BEGIN EXTRACTED ENTRIES
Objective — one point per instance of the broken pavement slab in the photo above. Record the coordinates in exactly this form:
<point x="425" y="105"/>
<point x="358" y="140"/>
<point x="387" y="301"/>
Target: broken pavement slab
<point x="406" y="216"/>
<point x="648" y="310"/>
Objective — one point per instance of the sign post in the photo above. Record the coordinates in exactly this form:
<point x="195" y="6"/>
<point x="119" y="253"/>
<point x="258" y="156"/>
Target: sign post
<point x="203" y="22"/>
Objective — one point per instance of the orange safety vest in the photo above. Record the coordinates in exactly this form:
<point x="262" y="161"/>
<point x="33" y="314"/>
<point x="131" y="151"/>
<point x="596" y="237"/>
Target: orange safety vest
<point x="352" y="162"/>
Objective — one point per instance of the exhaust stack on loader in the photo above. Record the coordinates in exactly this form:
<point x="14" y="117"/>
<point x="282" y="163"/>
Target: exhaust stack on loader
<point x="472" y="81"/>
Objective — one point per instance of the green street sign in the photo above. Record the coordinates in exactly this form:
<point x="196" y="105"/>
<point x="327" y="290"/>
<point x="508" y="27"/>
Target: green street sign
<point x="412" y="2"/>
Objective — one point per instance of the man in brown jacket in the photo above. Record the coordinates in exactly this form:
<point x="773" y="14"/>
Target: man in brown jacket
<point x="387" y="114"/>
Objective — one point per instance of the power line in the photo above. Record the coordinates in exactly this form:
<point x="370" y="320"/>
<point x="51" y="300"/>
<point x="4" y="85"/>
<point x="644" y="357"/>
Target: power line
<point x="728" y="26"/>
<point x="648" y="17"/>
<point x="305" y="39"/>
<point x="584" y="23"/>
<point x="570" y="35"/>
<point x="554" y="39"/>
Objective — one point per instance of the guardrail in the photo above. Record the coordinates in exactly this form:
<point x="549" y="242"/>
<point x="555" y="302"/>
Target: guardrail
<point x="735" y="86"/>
END EXTRACTED ENTRIES
● WHAT YOU HAVE TO DO: Retype every line of the data above exactly as it appears, keeping the same order.

● CORRECT RESPONSE:
Objective — one point per instance of the broken pavement slab in the photo above. Record the coordinates in exactly this form:
<point x="425" y="105"/>
<point x="358" y="140"/>
<point x="387" y="301"/>
Target: broken pavement slab
<point x="406" y="216"/>
<point x="648" y="310"/>
Objective — one point per instance of the sign post in the photo above. Record the coordinates in exactly this form:
<point x="195" y="6"/>
<point x="119" y="253"/>
<point x="258" y="156"/>
Target: sign post
<point x="203" y="22"/>
Objective — one point per instance of the orange safety vest in the photo above. Record the coordinates in exactly this form:
<point x="262" y="161"/>
<point x="33" y="314"/>
<point x="131" y="151"/>
<point x="596" y="237"/>
Target: orange safety vest
<point x="352" y="162"/>
Objective — one point per instance of the exhaust stack on loader in the photo above. Record the coordinates in exactly this form:
<point x="14" y="117"/>
<point x="282" y="163"/>
Target: exhaust stack on loader
<point x="472" y="81"/>
Objective — one point per instance of the green street sign in the photo above. Record the coordinates in exactly this form:
<point x="196" y="105"/>
<point x="327" y="290"/>
<point x="508" y="27"/>
Target: green street sign
<point x="412" y="2"/>
Objective — one point per instance of the man in brown jacket in the photo above. Record the coordinates in exactly this form:
<point x="773" y="14"/>
Target: man in brown jacket
<point x="387" y="114"/>
Objective — one point per instance of the power line in the photo above. Record the coordinates in exactly this form:
<point x="370" y="320"/>
<point x="51" y="300"/>
<point x="4" y="85"/>
<point x="644" y="357"/>
Target: power line
<point x="728" y="26"/>
<point x="648" y="17"/>
<point x="305" y="39"/>
<point x="584" y="23"/>
<point x="570" y="35"/>
<point x="554" y="39"/>
Objective — one point per instance of the guardrail in the photo above. Record the coordinates in exactly this form:
<point x="549" y="242"/>
<point x="555" y="302"/>
Target: guardrail
<point x="735" y="86"/>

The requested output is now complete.